§ **Your task**: Could you copy every line of the data that contains "hand"?

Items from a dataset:

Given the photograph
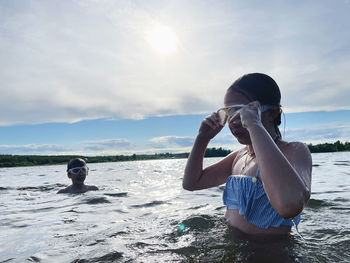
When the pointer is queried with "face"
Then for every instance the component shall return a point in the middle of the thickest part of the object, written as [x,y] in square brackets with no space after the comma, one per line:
[242,135]
[78,175]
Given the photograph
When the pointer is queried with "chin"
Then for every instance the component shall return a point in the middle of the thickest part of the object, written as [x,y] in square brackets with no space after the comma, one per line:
[243,138]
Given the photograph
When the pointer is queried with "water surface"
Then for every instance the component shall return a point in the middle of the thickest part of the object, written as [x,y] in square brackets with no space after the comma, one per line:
[142,214]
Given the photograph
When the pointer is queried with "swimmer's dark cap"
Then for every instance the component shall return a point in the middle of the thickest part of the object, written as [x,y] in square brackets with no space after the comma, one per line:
[258,86]
[77,162]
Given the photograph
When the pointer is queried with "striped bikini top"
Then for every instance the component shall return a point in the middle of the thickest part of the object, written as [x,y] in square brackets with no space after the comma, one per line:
[247,195]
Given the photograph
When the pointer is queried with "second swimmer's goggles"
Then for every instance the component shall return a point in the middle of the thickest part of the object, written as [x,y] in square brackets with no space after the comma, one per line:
[77,170]
[226,113]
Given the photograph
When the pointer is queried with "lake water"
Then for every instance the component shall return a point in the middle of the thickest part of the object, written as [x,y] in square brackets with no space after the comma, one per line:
[142,214]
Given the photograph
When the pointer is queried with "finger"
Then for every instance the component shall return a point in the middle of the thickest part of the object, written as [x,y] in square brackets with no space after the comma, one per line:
[210,123]
[215,119]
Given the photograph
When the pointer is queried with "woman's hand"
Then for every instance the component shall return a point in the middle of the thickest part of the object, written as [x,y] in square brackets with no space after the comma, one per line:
[248,115]
[210,126]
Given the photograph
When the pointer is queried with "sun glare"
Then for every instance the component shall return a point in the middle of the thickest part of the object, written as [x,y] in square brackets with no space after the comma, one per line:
[162,39]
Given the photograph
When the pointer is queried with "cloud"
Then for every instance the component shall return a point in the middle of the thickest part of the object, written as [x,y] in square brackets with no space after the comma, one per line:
[320,134]
[33,149]
[107,145]
[166,141]
[86,60]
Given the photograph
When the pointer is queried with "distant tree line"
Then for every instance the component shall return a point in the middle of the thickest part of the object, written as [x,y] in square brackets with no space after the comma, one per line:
[7,160]
[330,147]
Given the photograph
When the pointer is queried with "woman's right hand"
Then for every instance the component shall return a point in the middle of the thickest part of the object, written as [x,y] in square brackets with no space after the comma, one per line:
[210,126]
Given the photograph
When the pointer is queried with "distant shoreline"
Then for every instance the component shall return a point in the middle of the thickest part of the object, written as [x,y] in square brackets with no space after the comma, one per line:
[7,160]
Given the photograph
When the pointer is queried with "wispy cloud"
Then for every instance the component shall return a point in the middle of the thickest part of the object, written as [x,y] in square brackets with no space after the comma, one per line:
[33,149]
[320,134]
[87,59]
[108,145]
[167,141]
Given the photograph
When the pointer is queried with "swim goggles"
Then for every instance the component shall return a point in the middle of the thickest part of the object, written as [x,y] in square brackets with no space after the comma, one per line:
[77,170]
[226,113]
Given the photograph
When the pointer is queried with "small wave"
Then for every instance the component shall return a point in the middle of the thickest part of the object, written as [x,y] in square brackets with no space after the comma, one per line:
[33,259]
[96,200]
[7,260]
[125,194]
[151,204]
[120,233]
[42,188]
[315,203]
[110,257]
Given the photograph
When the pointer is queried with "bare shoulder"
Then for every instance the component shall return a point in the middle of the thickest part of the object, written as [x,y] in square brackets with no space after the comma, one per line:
[296,151]
[299,156]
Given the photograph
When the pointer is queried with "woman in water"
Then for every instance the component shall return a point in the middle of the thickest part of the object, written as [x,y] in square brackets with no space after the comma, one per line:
[268,181]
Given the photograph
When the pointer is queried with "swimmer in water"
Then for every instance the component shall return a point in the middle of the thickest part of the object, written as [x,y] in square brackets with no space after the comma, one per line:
[77,171]
[268,181]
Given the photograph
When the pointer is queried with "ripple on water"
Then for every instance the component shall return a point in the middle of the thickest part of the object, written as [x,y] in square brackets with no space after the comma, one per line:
[96,200]
[110,257]
[150,204]
[316,203]
[117,194]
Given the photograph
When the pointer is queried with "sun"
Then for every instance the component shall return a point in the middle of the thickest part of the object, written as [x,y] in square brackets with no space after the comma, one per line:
[162,39]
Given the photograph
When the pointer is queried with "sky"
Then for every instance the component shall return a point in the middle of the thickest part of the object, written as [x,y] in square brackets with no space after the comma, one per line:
[121,77]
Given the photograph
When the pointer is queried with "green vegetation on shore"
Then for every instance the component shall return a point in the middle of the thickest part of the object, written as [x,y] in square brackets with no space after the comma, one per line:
[32,160]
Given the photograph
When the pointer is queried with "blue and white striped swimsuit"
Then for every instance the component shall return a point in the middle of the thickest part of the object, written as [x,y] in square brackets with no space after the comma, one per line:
[250,199]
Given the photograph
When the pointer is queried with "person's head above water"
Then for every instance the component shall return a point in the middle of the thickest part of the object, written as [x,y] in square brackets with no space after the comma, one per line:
[77,171]
[258,87]
[262,88]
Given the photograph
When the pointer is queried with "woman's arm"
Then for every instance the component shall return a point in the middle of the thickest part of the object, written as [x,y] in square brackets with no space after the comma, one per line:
[195,178]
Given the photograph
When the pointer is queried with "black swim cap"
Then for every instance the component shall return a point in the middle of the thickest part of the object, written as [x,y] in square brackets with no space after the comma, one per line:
[77,162]
[258,86]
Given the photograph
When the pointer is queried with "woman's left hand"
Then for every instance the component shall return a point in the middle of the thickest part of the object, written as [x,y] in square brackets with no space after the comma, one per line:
[251,115]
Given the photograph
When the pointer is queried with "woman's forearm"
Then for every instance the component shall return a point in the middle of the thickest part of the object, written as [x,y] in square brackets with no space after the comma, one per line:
[194,165]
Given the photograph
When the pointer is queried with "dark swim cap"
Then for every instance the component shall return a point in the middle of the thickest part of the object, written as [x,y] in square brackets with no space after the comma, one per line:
[258,86]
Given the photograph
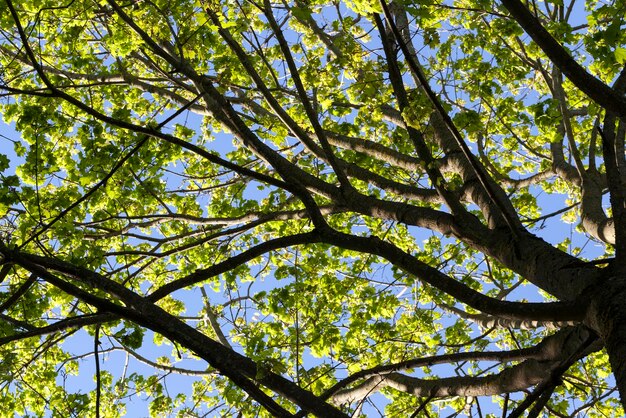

§ **Task output**:
When the pointer is queried with "woman's hand"
When the pointer is queried with "woman's right hand"
When the pointer is queried with "woman's left hand"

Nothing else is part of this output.